• [Testo di partenza]:
◇ ◇ ◇

Dopo il suo discorso D’Annunzio pronunciò il solenne giuramento con cui veniva proclamata la Reggenza Italiana del Carnaro. Al termine della proclamazione “l’immensa folla proruppe in un formidabile grido, in una delirante acclamazione. Squillarono le trombe, il fragore del popolo plaudente salì al cielo limpido, si propagò per tutto il carnaro, portato su tutti i venti, ,verso ogni lato del mondo, fino alle più lontane terre, ovunque gli uomini combattano e lottino per affrancarsi da un giogo, per difendersi da un tiranno, per affermare la bellezza di un diritto eterno” (pag. 230).
- “La cerimonia si svolse fra l’entusiasmo di tutta la Città. I reparti dell’Esercito Liberatore provenienti dalla strada della Santa Entrata, sfilarono per la città nella stessa formazione dell’anno prima. Nella Piazza Dante venne issato per la prima volta in cima all’antenna eretta al modo veneto il grande gonfalone purpureo della Reggenza ornato dai colori fiumani e italiani. E ai suoi Legionari e a tutto il popolo fiumano il Comandante , saldamente piantato sul sul suo cavallo, pronunciò con voce possente il [suo] discorso [Il Gonfalone]” (pp. 256-257).

◇ ◇ ◇

• [Voci fornite]:
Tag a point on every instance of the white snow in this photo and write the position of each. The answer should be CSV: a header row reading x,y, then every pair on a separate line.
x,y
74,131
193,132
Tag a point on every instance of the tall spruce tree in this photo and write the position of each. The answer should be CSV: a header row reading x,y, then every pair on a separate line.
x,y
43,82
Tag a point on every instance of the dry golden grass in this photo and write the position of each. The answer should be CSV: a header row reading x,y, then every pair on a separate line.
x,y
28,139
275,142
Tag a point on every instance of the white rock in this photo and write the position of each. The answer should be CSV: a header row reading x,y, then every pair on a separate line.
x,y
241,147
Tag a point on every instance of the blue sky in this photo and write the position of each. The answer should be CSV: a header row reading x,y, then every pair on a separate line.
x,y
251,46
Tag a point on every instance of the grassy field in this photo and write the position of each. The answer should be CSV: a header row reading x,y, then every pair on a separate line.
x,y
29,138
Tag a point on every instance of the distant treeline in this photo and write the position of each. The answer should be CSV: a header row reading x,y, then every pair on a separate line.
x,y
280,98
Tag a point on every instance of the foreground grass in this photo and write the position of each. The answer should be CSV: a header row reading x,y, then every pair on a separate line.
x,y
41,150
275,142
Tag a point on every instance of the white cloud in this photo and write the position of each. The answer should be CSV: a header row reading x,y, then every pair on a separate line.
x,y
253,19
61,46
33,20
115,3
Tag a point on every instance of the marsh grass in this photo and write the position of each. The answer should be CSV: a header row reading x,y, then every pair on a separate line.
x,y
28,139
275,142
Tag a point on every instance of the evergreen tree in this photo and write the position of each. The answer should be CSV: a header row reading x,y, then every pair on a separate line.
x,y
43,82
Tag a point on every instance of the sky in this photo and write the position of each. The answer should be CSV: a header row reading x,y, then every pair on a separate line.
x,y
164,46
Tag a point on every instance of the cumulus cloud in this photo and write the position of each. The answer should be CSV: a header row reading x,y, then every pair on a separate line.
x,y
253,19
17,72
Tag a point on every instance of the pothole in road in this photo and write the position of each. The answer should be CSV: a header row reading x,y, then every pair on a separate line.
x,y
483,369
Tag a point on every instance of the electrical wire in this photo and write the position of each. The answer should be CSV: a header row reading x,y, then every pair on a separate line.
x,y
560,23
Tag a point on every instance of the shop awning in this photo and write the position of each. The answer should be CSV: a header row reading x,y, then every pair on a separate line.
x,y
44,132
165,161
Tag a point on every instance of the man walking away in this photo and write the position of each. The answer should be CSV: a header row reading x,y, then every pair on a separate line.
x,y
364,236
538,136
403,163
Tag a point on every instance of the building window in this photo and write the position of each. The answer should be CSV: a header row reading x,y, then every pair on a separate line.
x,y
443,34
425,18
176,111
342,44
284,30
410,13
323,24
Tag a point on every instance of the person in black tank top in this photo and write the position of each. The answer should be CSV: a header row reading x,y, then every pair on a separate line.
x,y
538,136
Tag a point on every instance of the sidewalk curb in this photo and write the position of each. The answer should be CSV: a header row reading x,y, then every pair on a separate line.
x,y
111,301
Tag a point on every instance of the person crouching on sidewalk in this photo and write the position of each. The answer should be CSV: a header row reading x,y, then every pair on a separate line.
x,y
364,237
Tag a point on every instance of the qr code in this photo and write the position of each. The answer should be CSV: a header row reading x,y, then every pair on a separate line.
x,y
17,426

◇ ◇ ◇

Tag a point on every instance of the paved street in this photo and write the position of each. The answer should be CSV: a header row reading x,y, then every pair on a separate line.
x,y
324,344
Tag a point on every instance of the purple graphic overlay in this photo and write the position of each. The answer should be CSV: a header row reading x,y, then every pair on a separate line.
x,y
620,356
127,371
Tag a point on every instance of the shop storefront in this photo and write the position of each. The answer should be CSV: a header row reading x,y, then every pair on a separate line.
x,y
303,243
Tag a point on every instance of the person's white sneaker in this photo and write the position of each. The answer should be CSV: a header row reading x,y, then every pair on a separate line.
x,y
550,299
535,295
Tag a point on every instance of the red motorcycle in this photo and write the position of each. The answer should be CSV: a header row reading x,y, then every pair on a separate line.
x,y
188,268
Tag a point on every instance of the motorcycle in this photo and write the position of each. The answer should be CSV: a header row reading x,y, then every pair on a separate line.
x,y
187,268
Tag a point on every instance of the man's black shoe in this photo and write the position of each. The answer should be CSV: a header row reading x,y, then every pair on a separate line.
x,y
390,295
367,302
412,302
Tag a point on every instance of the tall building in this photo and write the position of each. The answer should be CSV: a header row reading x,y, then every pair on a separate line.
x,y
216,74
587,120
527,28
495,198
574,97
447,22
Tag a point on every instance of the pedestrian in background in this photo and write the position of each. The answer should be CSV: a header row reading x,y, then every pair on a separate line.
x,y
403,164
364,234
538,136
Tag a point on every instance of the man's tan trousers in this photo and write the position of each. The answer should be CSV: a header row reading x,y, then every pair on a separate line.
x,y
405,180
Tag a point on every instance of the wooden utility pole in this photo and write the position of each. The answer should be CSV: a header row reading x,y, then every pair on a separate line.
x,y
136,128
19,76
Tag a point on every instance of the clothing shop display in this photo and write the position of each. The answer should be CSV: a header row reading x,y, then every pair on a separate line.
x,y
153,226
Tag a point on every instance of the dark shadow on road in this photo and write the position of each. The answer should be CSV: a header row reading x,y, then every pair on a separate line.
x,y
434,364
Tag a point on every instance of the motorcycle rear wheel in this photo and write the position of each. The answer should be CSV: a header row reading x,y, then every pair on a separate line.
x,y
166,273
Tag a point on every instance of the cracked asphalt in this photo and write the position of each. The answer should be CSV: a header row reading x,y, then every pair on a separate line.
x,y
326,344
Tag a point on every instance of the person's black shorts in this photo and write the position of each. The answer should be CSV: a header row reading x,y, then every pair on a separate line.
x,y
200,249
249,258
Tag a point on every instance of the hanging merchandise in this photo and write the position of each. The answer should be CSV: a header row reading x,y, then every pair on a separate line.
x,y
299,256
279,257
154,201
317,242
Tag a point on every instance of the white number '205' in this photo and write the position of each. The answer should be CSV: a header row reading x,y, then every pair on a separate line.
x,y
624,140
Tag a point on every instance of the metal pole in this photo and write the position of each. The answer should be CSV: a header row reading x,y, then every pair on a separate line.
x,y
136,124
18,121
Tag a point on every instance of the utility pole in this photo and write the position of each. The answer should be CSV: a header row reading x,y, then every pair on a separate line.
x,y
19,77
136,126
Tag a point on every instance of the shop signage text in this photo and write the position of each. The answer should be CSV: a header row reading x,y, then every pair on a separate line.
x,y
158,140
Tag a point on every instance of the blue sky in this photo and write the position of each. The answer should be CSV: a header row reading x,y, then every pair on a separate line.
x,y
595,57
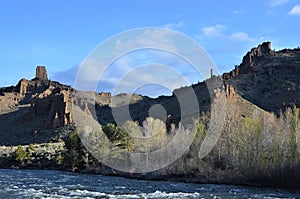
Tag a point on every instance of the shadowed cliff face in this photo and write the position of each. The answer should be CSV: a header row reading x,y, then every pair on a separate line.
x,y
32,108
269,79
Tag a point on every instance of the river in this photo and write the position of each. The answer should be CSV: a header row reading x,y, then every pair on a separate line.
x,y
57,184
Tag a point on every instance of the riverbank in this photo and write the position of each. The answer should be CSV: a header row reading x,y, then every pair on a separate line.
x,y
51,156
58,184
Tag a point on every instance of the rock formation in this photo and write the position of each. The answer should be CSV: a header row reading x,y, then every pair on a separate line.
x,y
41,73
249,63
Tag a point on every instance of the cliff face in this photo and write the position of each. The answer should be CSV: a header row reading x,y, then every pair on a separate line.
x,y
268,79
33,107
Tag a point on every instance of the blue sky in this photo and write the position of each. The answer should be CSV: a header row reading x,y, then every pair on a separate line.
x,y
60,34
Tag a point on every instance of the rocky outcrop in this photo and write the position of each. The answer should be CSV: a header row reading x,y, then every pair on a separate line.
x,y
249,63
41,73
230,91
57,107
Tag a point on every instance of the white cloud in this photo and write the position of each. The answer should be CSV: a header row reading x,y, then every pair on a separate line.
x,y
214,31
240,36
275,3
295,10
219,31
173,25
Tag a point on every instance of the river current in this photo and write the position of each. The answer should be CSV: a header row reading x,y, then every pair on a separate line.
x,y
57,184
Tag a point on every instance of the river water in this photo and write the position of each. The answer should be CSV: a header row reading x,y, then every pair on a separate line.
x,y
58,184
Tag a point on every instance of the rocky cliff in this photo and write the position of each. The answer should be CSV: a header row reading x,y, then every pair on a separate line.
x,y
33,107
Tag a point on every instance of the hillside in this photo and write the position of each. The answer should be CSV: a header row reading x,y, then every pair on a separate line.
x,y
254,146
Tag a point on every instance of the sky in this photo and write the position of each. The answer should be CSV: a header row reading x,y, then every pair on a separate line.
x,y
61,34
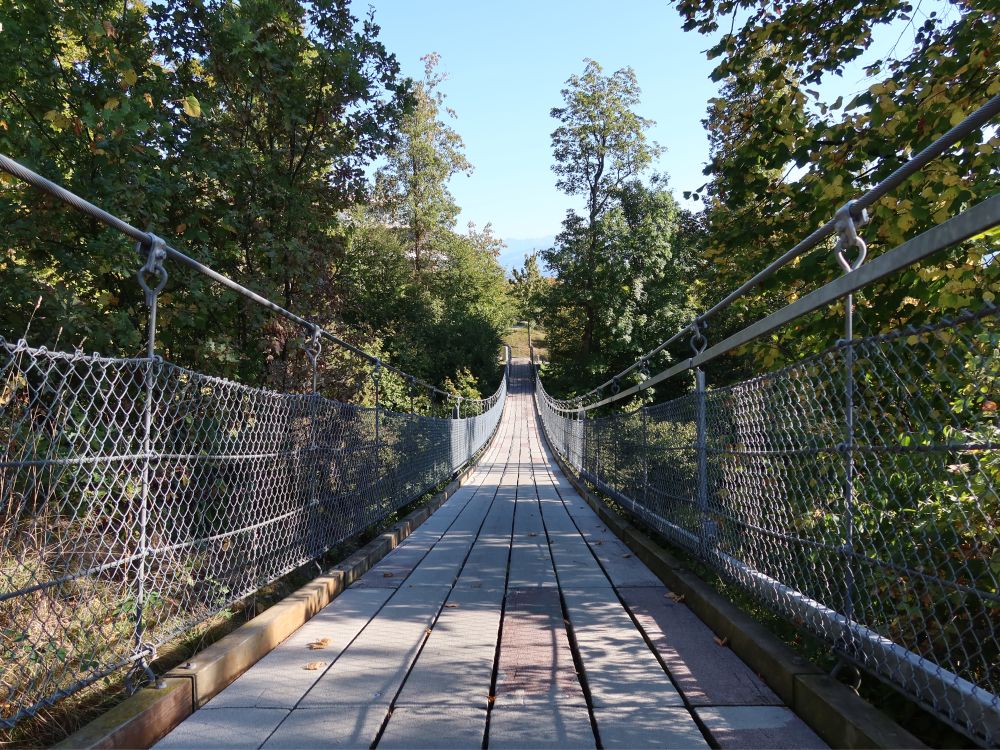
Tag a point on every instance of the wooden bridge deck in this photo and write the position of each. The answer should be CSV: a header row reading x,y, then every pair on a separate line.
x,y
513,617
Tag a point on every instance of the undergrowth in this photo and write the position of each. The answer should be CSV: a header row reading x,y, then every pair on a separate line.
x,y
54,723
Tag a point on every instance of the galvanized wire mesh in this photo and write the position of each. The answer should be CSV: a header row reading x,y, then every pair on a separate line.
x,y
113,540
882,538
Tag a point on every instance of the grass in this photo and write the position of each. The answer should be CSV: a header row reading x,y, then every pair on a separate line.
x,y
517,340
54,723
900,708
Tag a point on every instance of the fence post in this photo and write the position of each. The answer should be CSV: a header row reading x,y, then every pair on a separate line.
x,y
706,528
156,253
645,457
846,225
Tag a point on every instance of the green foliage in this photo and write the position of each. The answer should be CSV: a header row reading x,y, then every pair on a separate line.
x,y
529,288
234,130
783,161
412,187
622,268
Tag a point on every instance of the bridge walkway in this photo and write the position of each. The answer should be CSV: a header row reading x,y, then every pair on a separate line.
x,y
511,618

◇ ◇ ◇

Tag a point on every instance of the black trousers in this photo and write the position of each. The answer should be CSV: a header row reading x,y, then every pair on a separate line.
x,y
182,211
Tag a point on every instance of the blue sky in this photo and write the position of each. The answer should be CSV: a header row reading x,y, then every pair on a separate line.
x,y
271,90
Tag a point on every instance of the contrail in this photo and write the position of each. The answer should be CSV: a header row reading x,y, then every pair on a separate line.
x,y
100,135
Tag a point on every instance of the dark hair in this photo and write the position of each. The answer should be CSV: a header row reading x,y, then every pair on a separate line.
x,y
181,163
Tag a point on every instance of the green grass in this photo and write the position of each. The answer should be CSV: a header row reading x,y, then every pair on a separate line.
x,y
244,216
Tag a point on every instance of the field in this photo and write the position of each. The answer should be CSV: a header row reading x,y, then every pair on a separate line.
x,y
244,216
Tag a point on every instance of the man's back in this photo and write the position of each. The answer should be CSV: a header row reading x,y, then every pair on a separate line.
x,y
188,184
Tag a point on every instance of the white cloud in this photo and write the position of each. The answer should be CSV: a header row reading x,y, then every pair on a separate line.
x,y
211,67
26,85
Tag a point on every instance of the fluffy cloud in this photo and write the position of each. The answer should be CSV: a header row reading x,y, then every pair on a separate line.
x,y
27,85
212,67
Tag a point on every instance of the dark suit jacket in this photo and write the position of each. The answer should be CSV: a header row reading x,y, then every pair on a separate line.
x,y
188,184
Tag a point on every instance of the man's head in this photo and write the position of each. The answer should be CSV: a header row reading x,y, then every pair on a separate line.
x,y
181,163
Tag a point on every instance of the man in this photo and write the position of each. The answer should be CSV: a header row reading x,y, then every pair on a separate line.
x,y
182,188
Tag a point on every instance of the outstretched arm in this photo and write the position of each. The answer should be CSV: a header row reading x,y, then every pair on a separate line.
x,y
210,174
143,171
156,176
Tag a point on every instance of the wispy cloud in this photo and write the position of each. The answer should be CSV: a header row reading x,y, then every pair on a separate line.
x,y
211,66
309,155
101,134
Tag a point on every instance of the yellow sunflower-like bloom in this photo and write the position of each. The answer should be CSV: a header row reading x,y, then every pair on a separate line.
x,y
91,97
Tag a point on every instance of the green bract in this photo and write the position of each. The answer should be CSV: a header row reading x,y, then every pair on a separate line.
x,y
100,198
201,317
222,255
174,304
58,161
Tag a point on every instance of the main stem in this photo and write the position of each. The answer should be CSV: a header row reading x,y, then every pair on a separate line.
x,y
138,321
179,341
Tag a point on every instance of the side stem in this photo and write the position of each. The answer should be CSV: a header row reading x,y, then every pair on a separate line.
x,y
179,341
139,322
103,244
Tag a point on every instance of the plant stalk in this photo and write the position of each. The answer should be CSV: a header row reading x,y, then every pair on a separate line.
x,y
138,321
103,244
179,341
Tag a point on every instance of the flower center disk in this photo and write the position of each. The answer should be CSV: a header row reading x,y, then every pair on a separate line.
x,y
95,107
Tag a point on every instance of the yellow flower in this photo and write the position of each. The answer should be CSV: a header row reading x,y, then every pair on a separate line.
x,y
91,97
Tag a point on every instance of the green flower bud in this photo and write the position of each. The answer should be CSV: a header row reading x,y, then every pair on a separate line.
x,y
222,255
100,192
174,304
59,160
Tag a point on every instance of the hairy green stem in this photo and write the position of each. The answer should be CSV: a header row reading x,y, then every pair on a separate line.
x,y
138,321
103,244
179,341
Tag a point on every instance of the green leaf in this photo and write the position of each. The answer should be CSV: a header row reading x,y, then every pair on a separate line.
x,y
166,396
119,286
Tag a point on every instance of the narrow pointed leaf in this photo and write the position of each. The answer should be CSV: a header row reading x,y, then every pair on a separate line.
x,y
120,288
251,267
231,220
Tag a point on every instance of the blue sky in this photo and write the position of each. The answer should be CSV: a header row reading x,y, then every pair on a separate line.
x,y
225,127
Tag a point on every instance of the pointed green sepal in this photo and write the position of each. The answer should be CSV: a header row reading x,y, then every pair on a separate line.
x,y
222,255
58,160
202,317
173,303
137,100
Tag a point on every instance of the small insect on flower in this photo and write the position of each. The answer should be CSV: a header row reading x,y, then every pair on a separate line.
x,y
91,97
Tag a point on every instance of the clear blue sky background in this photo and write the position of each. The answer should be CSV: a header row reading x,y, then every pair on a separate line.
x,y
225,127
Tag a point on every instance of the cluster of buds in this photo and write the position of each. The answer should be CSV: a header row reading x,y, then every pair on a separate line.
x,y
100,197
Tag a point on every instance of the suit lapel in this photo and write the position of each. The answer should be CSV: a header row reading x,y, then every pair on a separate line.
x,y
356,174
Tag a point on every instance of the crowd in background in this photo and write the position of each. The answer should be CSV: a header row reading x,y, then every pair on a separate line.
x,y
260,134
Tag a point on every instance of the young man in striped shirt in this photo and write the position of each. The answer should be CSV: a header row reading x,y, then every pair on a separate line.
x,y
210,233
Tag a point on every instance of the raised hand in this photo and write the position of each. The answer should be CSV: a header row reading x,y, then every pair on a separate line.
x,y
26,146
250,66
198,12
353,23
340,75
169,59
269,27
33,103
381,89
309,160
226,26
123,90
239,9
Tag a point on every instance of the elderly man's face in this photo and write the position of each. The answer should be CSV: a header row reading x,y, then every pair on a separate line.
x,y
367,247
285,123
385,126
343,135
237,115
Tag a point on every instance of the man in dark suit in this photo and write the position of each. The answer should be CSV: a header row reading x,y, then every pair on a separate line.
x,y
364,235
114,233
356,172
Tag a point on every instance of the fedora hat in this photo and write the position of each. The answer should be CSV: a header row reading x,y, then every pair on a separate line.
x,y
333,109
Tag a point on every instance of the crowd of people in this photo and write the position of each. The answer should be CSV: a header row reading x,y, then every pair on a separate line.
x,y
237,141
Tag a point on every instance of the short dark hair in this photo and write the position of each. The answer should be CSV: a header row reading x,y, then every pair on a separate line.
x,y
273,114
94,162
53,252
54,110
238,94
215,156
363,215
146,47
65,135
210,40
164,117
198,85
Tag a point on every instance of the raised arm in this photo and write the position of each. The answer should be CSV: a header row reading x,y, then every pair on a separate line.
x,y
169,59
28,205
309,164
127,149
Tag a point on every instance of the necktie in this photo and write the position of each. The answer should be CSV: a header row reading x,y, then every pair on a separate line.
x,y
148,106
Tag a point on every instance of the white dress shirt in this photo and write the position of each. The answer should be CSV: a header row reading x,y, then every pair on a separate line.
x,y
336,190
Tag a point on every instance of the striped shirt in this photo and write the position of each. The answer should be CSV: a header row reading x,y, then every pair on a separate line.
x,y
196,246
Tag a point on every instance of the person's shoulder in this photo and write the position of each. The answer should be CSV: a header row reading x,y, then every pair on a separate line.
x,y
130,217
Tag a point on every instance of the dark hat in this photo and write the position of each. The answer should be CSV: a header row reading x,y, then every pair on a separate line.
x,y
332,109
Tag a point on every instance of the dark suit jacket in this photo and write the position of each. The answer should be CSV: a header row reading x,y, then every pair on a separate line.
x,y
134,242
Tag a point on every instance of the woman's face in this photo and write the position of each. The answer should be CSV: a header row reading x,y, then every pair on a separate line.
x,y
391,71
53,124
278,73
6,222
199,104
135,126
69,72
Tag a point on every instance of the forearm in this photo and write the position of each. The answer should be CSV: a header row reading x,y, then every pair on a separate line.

◇ ◇ ◇

• [Obiettivo dell'esercizio]:
Secondo il testo di partenza, il grido della folla arrivò fino alle terre dove gli uomini combattono e lottano: per quali motivi lo fanno? Rispondi con una a tre frasi. Le voci non hanno alcun legame con il testo di partenza.

• [Spazio risposta]:
In quelle terre gli uomini combattono e lottano per affrancarsi da un giogo e per difendersi da un tiranno. Lo fanno anche per affermare la bellezza di un diritto eterno.